Problem description
Return each of the following rows with every line copied without a single change.

[BEGIN Supplied entries]

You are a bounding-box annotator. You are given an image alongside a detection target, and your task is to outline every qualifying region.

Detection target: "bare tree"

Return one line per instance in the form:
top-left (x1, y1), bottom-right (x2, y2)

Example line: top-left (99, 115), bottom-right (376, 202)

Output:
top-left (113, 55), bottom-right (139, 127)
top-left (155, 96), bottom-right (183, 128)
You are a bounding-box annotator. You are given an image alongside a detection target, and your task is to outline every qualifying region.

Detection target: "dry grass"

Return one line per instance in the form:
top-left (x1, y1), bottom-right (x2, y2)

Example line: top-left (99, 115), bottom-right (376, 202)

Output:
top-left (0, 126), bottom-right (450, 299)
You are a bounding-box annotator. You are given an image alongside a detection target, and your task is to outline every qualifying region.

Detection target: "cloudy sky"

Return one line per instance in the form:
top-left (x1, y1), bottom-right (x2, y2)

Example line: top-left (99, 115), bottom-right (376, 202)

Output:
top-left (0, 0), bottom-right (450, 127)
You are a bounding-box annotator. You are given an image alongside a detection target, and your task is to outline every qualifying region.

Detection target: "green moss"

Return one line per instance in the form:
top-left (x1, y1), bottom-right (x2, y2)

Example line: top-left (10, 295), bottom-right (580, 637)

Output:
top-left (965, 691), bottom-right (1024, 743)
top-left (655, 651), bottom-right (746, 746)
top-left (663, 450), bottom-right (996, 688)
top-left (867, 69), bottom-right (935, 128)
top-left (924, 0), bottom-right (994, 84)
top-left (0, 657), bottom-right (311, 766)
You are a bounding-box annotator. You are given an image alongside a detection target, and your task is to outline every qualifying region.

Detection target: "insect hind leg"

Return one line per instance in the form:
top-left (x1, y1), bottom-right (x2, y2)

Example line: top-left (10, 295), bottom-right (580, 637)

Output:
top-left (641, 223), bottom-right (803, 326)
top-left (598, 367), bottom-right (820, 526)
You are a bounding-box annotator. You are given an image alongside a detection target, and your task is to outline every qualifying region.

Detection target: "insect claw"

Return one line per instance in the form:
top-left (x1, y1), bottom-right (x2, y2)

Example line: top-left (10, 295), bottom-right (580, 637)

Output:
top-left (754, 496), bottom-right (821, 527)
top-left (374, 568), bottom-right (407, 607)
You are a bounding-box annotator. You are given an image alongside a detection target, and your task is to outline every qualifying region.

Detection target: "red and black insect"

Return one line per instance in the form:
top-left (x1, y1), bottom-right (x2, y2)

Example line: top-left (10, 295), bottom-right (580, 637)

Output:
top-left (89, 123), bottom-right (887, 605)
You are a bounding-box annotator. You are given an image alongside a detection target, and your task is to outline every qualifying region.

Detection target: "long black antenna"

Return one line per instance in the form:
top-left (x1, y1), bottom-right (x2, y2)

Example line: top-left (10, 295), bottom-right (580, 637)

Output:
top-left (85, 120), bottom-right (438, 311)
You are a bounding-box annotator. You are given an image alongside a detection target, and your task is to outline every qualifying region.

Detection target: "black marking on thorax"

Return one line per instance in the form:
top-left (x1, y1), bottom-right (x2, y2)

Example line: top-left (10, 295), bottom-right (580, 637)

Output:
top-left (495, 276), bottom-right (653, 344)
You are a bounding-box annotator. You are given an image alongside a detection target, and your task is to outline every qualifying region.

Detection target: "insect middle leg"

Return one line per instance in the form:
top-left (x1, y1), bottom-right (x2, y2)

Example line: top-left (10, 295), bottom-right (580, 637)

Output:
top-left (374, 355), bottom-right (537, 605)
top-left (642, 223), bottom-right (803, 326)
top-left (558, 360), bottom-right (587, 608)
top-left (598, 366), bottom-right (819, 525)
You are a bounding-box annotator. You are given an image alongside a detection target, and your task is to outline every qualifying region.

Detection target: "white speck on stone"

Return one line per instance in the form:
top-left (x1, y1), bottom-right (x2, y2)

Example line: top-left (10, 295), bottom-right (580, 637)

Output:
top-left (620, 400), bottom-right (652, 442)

[END Supplied entries]

Full output
You are a bounding-box annotator. You are given an image alongside a detection target, and your task is to outline every qualifying region.

Detection target: "bare tree"

Return one line per instance in the form:
top-left (x1, y1), bottom-right (x2, y2)

Example line: top-left (99, 115), bottom-right (376, 202)

Output:
top-left (113, 55), bottom-right (139, 127)
top-left (155, 96), bottom-right (183, 128)
You are a bounding-box annotator. You are given an image alongside a detection target, and your task is to outline every qualifying region.

Detection target: "dry grass"

Return one line per instance in the form:
top-left (x1, y1), bottom-right (x2, y2)

Example line: top-left (99, 115), bottom-right (376, 202)

Output:
top-left (0, 126), bottom-right (450, 299)
You are a bounding-box annotator. You are given an image alongside a detection target, and your task is to outline every qualifying region.

Detection target: "cloudy sky"

Return one line per instance in the form:
top-left (x1, y1), bottom-right (x2, y2)

Example line: top-left (99, 115), bottom-right (376, 202)

Output:
top-left (0, 0), bottom-right (450, 127)
You are a bounding-box annotator. You are given an image alongside a detection target, and your task is to outline every qualifying region.

Detection target: "green moss"

Return one line per instance in the form:
top-left (x1, y1), bottom-right (x2, y2)

Example line: top-left (10, 295), bottom-right (580, 637)

Output:
top-left (965, 691), bottom-right (1024, 743)
top-left (655, 651), bottom-right (746, 746)
top-left (663, 450), bottom-right (996, 688)
top-left (867, 69), bottom-right (935, 128)
top-left (924, 0), bottom-right (994, 84)
top-left (0, 657), bottom-right (311, 766)
You are a bounding-box annotator. You are given an image alongside a detection target, and your task is to outline every qualifying region.

Detection target: "insect hind leg"

Return one line per instance in the form:
top-left (x1, y1), bottom-right (x2, y2)

Example line: top-left (10, 295), bottom-right (580, 637)

Output:
top-left (641, 223), bottom-right (803, 326)
top-left (598, 367), bottom-right (820, 526)
You are a bounding-box annotator. You are given an image alongside a detection target, and your task is to outline every qualifying region.

Detection target: "insect claw"

Return one line per instance in the form:
top-left (x1, y1), bottom-right (x2, y2)

Example line: top-left (10, 295), bottom-right (580, 637)

Output:
top-left (754, 496), bottom-right (821, 527)
top-left (374, 568), bottom-right (407, 607)
You are a bounding-box annotator. You are given an image alongside a detection target, and your task is to outline every qualifying region.

Detection target: "red and black insect"

Return one line per instance in the form:
top-left (x1, y1), bottom-right (x2, y2)

Example line: top-left (10, 295), bottom-right (580, 637)

Output:
top-left (89, 123), bottom-right (887, 605)
You are a bounding-box annotator. You are given an image alongside a detection target, and your task is to outline every qualifying region.

Detection target: "long black antenna"

Return one line per instance in the form:
top-left (x1, y1), bottom-right (x2, y2)

Example line: top-left (10, 295), bottom-right (580, 637)

Output:
top-left (85, 120), bottom-right (438, 311)
You are a bounding-box annotator. You are given an image alongside a detection target, and your task is to outline every qualifying region.

Detection target: "black marking on thorax"

Return one line per instance in the form:
top-left (x1, y1), bottom-right (x2, y2)

Example line: top-left (10, 295), bottom-right (580, 637)

Output:
top-left (495, 276), bottom-right (653, 344)
You are a bounding-box annotator. You are given an image alongside a detection target, and your task is to outline every qualifying region.

Detection target: "insect middle leg"

Return one line per instance in the form:
top-left (x1, y1), bottom-right (x2, y2)

Example line: top-left (10, 295), bottom-right (580, 637)

Output:
top-left (374, 355), bottom-right (537, 605)
top-left (642, 223), bottom-right (803, 326)
top-left (558, 360), bottom-right (587, 608)
top-left (598, 366), bottom-right (819, 525)
You are a bounding-box annotator. You are given an image alongside a detection target, and your task is to outline every qualifying region.

Detection target: "white speck on stone"

Return one line per instance in the form:
top-left (x1, y1), bottom-right (x2, y2)

Example line: top-left (10, 295), bottom-right (580, 637)

Output:
top-left (620, 400), bottom-right (652, 442)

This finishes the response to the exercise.